ENTRIES PROVIDED:
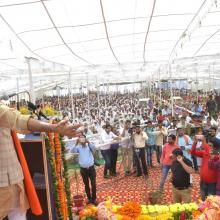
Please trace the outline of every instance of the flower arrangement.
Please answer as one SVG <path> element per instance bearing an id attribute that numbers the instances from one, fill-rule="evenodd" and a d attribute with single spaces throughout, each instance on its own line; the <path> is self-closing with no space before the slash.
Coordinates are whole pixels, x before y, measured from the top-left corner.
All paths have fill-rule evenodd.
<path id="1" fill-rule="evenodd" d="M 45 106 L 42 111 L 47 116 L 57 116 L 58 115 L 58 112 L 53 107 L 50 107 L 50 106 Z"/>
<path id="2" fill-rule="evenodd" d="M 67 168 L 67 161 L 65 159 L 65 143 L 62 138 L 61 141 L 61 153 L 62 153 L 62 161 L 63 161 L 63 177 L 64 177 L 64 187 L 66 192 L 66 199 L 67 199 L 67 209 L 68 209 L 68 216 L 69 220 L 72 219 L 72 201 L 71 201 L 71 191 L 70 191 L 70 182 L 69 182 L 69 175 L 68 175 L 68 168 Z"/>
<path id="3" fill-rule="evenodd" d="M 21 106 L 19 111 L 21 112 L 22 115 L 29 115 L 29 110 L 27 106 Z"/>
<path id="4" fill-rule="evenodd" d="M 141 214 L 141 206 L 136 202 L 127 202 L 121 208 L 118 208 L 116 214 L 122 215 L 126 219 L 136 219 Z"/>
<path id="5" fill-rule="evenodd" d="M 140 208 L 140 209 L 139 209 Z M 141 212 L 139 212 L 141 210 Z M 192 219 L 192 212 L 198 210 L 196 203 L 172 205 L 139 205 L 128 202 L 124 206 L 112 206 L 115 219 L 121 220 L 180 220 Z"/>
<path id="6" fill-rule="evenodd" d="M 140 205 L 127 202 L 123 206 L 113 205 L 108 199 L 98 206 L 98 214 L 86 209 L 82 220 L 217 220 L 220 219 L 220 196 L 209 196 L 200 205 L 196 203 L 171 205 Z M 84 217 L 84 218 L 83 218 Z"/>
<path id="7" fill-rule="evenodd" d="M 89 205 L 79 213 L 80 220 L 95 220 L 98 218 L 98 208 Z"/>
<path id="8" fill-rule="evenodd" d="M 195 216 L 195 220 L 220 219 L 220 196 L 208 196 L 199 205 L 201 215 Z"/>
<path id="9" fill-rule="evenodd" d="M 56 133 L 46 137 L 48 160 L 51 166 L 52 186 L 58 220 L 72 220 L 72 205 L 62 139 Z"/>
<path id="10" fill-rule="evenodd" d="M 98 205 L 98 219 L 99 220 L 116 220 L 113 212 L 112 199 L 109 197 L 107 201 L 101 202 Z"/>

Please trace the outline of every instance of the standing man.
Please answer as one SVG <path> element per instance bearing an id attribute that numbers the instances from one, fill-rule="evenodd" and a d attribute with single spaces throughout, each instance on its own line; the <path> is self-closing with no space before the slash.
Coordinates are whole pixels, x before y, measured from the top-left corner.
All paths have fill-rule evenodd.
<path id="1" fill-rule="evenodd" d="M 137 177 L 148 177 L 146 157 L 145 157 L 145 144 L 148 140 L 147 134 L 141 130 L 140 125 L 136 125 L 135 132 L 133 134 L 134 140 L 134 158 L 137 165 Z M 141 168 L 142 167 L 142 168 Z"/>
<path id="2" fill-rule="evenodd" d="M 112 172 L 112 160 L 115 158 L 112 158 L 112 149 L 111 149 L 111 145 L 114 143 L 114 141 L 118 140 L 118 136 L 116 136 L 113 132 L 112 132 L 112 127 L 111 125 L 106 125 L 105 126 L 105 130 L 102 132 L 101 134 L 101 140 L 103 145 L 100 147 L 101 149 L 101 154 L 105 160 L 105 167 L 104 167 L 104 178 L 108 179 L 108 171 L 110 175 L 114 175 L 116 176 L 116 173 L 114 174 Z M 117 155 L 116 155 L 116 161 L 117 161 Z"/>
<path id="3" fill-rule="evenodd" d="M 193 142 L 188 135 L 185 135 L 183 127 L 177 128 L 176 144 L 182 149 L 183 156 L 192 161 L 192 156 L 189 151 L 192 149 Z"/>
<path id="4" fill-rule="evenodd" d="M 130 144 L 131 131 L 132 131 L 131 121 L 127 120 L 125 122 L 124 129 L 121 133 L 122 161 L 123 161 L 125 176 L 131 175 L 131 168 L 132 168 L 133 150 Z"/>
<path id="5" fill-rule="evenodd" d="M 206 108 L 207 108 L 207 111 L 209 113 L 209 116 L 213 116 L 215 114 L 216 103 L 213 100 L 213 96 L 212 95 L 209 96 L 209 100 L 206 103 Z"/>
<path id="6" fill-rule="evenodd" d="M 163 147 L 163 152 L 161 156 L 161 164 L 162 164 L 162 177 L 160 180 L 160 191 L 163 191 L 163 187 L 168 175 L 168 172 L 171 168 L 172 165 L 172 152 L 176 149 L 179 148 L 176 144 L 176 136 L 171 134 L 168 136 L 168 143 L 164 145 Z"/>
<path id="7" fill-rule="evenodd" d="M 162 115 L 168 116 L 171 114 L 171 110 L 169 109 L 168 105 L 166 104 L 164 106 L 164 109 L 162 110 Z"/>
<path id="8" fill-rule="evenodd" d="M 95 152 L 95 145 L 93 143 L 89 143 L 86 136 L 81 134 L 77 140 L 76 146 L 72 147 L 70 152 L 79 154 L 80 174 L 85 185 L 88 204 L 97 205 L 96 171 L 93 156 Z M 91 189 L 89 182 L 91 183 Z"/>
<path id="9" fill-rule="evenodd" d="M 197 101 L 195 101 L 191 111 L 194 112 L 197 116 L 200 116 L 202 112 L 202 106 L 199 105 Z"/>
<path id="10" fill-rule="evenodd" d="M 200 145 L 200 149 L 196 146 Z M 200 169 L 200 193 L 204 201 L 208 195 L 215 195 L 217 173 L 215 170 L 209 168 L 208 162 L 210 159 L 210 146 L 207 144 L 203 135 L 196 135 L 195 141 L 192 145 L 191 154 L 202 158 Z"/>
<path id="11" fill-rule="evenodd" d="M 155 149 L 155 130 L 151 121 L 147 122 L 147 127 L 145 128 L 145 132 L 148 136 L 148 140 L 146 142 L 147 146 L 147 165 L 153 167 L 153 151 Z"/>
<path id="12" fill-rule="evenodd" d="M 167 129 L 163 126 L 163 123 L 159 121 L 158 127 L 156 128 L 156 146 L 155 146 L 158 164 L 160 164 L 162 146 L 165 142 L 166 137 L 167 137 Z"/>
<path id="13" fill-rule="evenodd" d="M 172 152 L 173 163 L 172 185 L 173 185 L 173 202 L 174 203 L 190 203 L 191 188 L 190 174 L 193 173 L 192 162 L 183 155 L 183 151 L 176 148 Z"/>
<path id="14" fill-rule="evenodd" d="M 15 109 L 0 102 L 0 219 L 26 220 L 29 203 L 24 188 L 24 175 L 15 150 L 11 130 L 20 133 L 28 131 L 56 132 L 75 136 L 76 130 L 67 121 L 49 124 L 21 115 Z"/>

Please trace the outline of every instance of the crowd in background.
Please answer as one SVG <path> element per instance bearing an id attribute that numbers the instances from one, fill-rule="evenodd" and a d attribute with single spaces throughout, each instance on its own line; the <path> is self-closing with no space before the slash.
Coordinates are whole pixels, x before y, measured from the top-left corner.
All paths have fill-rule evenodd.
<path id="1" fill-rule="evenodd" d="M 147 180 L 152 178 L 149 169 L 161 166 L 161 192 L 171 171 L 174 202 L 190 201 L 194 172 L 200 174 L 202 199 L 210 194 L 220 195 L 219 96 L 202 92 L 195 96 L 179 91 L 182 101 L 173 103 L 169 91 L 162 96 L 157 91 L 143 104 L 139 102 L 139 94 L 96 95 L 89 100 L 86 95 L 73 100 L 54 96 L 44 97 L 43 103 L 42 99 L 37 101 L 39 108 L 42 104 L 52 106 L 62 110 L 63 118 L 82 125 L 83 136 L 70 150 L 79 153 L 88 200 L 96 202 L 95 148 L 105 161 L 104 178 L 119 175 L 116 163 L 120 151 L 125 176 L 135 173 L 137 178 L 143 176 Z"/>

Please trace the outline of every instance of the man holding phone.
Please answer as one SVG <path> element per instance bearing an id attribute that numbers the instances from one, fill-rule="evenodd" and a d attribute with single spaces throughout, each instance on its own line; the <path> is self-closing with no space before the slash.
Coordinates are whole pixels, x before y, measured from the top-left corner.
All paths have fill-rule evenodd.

WORK INSTRUCTION:
Consider the entries above and return each line with the string "every".

YOUR SOLUTION:
Please trace the outline of every instance of the flower arrangement.
Please trace the outline of every instance of the standing man.
Please trace the outline of every instance of the crowd in background.
Please trace the outline of every instance of the man holding phone.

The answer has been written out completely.